▸ **Kaynak Metin**:
= = =
İddialı İletişim için basit reçete:

superisi23

Kullanıcı
Katılım
30 May 2008
Puanları
0
1- Bir seferde sadece tek bir konuyu ele alın.
2- Karşınızdakini yaralama ya da lafı ağzına tıkayıp zafer kazanma arzunuzu bastırın.
3- ''Sen'' yerine ''ben''  dilini kullanın.
4- Dilinizi ''hep'' ya da ''asla'' gibi kelimeler dahil, kışkırtıcı ya da  duygusal ifadelerden arındırın.
5- Kişiye değil, olaya ya da  davranışa odaklanın.
6- Farkettiğiniz, doğru bildiğiniz konular hakkında konuşun.
7- Davranışın siz dahil insanlar üzerindeki somut ve soyut etkilerini açıklayın.
8- Gerçekleşmesinden hoşnut olacağınız şeyleri ifade edin.
9- Dinleyin ve karşınızdakilere temel ölçüde saygı gösterin.

              Olumlu iç konuşma ve iddialı iletişim becerilerini birlikte kullanabilirseniz düşlerinizi gerçekleştirme ve ilişkilerinizi geliştirme yolunda ilerlemeye başlarsınız. UNUTMAYIN: Başarısızlık  sadece işe yaramayan yöntemlerden biridir, öyleyse kaybedecek neyiniz var ki?

Genç Beyin Dergisi
 
9- Dinleyin ve karşınızdakilere temel ölçüde saygı gösterin.

Teşekkürler superisi23,iddalı iletişimde herkes aynı tepkiyi göstermiyor,küstahlaşabiliyor,o zamanda saygımı haketmiyor ::)
= = =
▸ **Verilen Malzeme**:

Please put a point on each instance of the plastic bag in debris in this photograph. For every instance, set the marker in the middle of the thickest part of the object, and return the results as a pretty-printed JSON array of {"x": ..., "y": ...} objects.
= = =
▸ **Yapılacak İşler**:
- a) İddialı iletişim metnindeki reçetede 5 ile 9 arasında numaralanmış maddeleri sırasıyla yazın.
- b) İddialı iletişim metninden, "3- ''Sen'' yerine" sözlerinin geçtiği yerden başlayan bölümü kopyalayın ve "şeyleri ifade edin." sözlerinden sonra durun.
- c) İddialı iletişim metnini kaldığı yerden devam ettirin.

▸ **Cevap Anahtarı**:
- a)
5- Kişiye değil, olaya ya da davranışa odaklanın.
6- Farkettiğiniz, doğru bildiğiniz konular hakkında konuşun.
7- Davranışın siz dahil insanlar üzerindeki somut ve soyut etkilerini açıklayın.
8- Gerçekleşmesinden hoşnut olacağınız şeyleri ifade edin.
9- Dinleyin ve karşınızdakilere temel ölçüde saygı gösterin.

- b)
3- ''Sen'' yerine ''ben''  dilini kullanın.
4- Dilinizi ''hep'' ya da ''asla'' gibi kelimeler dahil, kışkırtıcı ya da  duygusal ifadelerden arındırın.
5- Kişiye değil, olaya ya da  davranışa odaklanın.
6- Farkettiğiniz, doğru bildiğiniz konular hakkında konuşun.
7- Davranışın siz dahil insanlar üzerindeki somut ve soyut etkilerini açıklayın.
8- Gerçekleşmesinden hoşnut olacağınız şeyleri ifade edin.

- c)
ebruliyn' Alıntı:
9- Dinleyin ve karşınızdakilere temel ölçüde saygı gösterin.

Teşekkürler superisi23,iddalı iletişimde herkes aynı tepkiyi göstermiyor,küstahlaşabiliyor,o zamanda saygımı haketmiyor ::)

Saygıyı bırak, benmerkezci insanlar tanıdım ki, kendileri ne dese doğru, sen hep yanlışsın, hatta bunun için ustaca , "sırrın bende kalır" sözünü bile o kadar ustaca deşifre ediyorlar ki, aynen senin gibi düşünüyorum bu uyanık ve kendisini "tek doğrucu" gören zihniyetler karşısında.
İddialılar ya... :)
 
Peki ben bir şey soracağım:

Ben bunları yapıyorum varsayalım ama karşımdaki insan bunların tam tersi davranışlarda bulunuyor ve de sabırla onu dinlediğimin farkında değil, susturup haklı çıkma çabasında. Bu nereye kadar böyle gider? Ben hep susup sabırla lafın bana gelmesini mi bekleyeceğim?
 
Didemciğim bazı insanlar kendini bilmezler ve karşıdaki kişinin söyleyecekleride umruna gelmez. İsterki hep kendisi konuşsun bu tür insanalara en güzel ders muhatap olmamak onların bulunduğu ortamdan uzaklaşmak... Çünkü dinlemenin ve sabrın da bir sınırı var..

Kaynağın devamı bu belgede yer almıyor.